**Requirement:** Rewrite everything in the records from the line containing "the white wall" down to the line containing "[1041, 736]", with both of those lines included, as a numbered list that leaves out blank lines.

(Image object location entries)

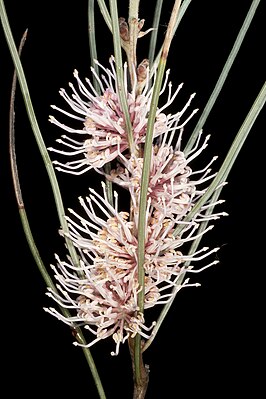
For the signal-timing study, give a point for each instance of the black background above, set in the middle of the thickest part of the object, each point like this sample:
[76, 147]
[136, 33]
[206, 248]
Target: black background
[211, 343]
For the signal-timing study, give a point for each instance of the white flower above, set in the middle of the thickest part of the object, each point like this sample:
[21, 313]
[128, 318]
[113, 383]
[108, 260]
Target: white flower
[102, 291]
[100, 123]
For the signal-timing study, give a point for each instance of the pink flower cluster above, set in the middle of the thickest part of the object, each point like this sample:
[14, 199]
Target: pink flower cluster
[102, 291]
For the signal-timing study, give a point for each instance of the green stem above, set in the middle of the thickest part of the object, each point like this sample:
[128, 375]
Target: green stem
[222, 176]
[27, 231]
[105, 13]
[154, 33]
[225, 71]
[35, 129]
[146, 174]
[120, 73]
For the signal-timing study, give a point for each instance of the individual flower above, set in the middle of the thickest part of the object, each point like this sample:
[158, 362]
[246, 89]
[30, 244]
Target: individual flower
[100, 122]
[102, 291]
[173, 186]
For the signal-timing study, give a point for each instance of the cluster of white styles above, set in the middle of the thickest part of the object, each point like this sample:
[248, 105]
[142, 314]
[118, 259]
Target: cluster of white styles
[101, 292]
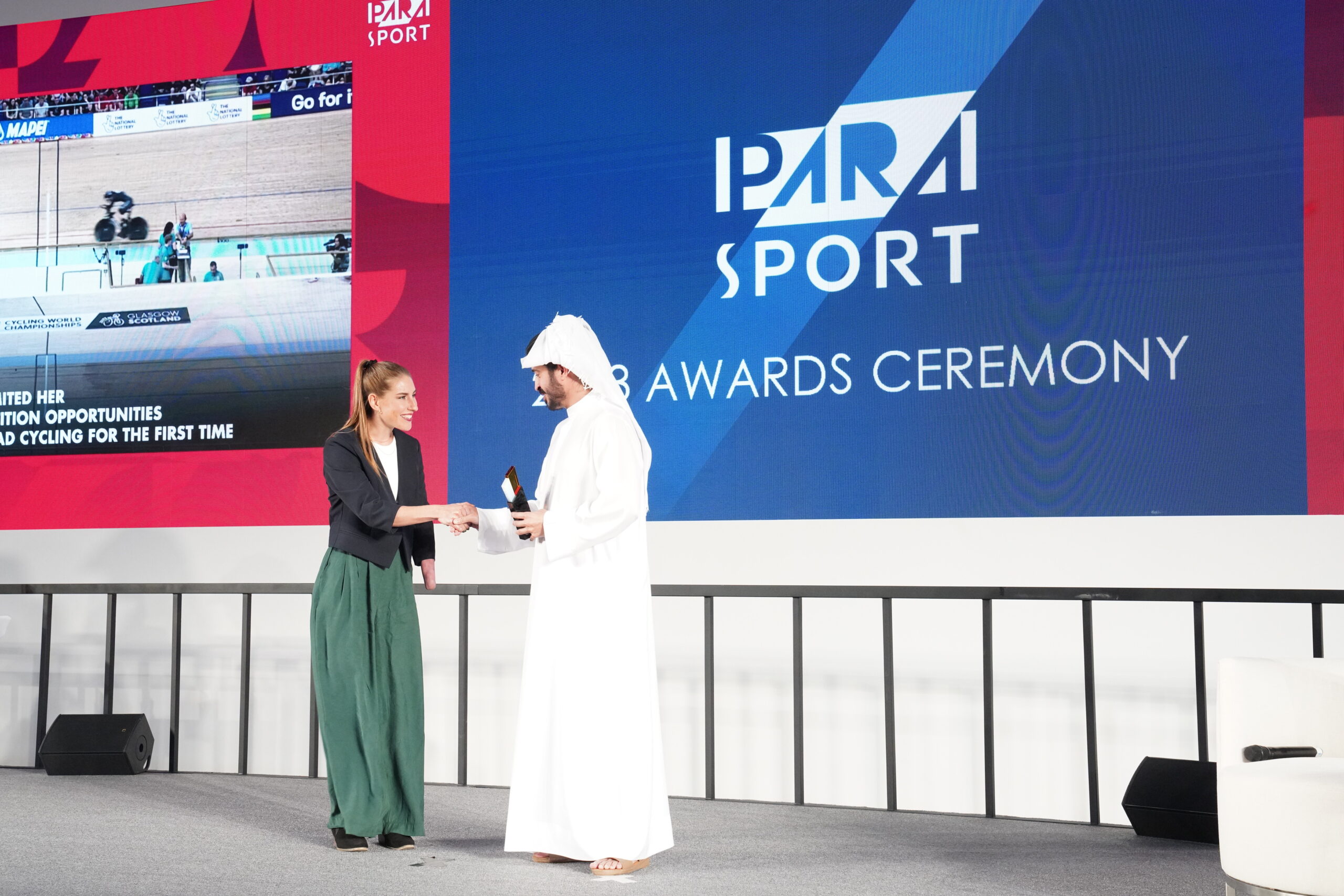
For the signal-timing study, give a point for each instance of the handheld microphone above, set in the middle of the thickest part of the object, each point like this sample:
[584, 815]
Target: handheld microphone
[1260, 754]
[515, 496]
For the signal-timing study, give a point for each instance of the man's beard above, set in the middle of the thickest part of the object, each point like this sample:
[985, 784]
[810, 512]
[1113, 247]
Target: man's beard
[553, 399]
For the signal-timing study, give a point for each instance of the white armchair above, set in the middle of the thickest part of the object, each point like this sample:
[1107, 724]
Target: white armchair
[1281, 821]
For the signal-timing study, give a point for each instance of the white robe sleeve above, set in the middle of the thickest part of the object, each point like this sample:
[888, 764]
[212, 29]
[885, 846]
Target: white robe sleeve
[620, 493]
[498, 534]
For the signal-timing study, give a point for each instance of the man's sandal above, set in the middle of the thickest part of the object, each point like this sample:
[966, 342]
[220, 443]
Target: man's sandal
[627, 867]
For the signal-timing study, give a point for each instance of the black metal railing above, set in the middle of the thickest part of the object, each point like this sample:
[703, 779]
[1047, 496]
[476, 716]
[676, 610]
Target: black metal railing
[987, 596]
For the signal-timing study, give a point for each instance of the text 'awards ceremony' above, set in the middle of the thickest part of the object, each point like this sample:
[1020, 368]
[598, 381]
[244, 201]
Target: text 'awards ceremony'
[731, 448]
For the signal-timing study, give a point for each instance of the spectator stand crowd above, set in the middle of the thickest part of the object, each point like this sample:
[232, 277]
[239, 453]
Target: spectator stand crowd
[76, 102]
[296, 78]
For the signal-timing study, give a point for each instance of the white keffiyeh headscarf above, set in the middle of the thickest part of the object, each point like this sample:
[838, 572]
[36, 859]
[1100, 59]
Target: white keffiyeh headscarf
[572, 343]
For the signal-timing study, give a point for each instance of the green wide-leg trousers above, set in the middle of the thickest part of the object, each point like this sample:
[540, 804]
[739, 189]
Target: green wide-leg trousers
[370, 695]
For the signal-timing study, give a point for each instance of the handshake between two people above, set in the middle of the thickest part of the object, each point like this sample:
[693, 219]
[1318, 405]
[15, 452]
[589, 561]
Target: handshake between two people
[464, 516]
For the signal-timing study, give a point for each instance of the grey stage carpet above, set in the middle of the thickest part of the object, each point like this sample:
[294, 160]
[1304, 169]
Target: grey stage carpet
[185, 835]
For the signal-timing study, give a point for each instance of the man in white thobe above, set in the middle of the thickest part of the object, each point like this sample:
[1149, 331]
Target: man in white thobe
[588, 765]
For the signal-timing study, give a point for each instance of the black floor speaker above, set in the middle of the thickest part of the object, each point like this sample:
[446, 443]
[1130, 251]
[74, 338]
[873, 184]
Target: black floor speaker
[97, 746]
[1174, 798]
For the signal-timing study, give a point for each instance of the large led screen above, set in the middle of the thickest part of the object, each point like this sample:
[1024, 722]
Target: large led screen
[198, 237]
[904, 260]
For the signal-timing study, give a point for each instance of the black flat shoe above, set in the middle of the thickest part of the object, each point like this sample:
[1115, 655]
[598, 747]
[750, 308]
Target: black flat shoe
[395, 841]
[349, 842]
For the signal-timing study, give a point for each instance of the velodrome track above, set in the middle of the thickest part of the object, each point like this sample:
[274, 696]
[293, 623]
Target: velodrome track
[270, 356]
[268, 176]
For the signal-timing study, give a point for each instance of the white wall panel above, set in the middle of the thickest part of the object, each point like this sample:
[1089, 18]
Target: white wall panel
[1276, 630]
[1146, 691]
[753, 676]
[844, 722]
[495, 661]
[144, 666]
[20, 645]
[679, 635]
[940, 705]
[78, 625]
[1332, 626]
[438, 648]
[1086, 553]
[277, 726]
[212, 659]
[1041, 736]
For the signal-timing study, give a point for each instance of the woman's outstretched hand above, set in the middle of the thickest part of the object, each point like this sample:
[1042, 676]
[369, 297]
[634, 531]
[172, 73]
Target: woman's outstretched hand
[460, 518]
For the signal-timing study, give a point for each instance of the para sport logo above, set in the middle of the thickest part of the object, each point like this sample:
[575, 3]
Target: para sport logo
[853, 168]
[395, 22]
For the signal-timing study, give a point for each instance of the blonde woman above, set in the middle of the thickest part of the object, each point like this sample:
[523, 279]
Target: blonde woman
[365, 626]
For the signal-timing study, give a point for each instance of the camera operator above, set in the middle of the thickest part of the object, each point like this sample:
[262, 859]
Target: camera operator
[182, 248]
[339, 248]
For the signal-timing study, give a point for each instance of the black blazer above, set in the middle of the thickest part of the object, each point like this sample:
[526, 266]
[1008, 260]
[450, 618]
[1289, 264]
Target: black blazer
[363, 507]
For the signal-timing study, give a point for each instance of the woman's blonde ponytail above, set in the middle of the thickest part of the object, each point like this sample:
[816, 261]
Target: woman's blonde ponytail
[371, 378]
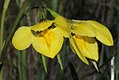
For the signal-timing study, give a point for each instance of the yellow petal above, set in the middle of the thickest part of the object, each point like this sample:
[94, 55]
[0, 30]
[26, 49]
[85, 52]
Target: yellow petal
[50, 43]
[62, 23]
[103, 34]
[41, 26]
[22, 38]
[88, 46]
[82, 28]
[76, 50]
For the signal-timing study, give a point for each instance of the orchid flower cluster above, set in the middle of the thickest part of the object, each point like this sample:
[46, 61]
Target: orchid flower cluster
[47, 37]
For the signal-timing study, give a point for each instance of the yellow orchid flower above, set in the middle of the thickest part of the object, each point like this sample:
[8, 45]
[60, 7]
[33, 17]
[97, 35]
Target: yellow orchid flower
[84, 33]
[44, 37]
[83, 41]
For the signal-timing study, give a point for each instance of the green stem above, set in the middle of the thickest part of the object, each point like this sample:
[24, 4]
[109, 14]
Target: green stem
[6, 3]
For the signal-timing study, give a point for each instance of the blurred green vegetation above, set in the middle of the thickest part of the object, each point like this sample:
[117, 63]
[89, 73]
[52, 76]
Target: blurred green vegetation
[29, 65]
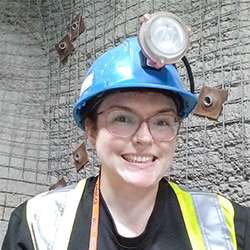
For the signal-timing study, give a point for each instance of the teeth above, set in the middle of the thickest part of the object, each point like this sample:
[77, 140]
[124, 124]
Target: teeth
[138, 158]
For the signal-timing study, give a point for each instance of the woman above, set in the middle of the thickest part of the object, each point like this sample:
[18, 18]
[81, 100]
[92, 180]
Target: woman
[131, 115]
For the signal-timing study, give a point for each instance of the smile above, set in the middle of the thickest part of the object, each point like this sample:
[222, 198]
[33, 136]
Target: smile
[139, 158]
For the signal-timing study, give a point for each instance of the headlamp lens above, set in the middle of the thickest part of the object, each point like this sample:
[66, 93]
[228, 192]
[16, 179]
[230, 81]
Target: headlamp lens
[164, 38]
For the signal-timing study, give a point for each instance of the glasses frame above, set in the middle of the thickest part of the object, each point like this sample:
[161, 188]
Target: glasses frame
[142, 120]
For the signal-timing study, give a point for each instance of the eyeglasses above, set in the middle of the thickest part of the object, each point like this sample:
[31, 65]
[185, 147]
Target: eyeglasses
[163, 126]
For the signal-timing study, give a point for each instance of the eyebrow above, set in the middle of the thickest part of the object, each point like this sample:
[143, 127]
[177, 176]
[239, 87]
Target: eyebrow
[163, 110]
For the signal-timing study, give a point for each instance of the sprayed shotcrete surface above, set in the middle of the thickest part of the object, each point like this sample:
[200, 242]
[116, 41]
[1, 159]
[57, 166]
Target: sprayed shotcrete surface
[37, 133]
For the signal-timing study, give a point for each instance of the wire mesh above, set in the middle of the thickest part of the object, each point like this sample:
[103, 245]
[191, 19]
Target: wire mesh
[38, 91]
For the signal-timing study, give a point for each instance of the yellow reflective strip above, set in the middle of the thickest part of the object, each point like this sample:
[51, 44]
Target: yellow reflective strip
[190, 218]
[228, 211]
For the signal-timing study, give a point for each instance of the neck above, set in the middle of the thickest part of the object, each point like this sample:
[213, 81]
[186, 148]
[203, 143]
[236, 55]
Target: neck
[129, 205]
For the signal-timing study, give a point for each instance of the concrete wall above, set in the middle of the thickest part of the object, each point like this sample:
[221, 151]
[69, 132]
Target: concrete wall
[37, 92]
[24, 105]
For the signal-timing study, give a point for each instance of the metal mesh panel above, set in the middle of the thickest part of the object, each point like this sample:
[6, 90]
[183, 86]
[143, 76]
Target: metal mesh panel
[37, 91]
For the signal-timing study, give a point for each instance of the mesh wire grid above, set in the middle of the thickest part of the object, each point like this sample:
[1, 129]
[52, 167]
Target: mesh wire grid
[37, 92]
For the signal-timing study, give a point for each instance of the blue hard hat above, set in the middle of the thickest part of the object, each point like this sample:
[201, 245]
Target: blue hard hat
[121, 68]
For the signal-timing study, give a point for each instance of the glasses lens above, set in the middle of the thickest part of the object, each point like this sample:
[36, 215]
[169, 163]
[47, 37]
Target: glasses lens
[163, 127]
[122, 123]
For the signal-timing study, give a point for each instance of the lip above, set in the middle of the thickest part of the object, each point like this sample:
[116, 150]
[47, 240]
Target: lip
[140, 165]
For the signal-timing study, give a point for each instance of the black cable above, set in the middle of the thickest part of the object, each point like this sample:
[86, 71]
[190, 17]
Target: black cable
[190, 73]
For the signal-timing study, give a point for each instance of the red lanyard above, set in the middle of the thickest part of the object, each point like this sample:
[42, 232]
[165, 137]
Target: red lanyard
[95, 217]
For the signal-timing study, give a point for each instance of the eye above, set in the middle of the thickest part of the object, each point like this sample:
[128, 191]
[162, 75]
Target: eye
[122, 119]
[162, 122]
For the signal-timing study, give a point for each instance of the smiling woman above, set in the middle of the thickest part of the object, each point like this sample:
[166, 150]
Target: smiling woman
[132, 121]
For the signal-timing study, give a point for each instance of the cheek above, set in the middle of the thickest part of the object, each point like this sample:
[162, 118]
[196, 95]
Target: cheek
[168, 149]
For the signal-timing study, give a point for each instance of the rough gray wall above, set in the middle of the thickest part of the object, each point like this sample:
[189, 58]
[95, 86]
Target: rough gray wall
[24, 139]
[36, 127]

**Response for this exercise:**
1. For the signal-timing study, give a point for each instance of the white wall panel above, set in the middle of the thickest part of the object, each point like this sample:
2. [1089, 18]
3. Target: white wall panel
4. [1276, 630]
5. [1146, 691]
6. [753, 676]
7. [844, 722]
8. [495, 661]
9. [144, 666]
10. [20, 645]
11. [679, 635]
12. [940, 705]
13. [78, 625]
14. [1332, 626]
15. [438, 648]
16. [1086, 553]
17. [277, 726]
18. [212, 659]
19. [1041, 736]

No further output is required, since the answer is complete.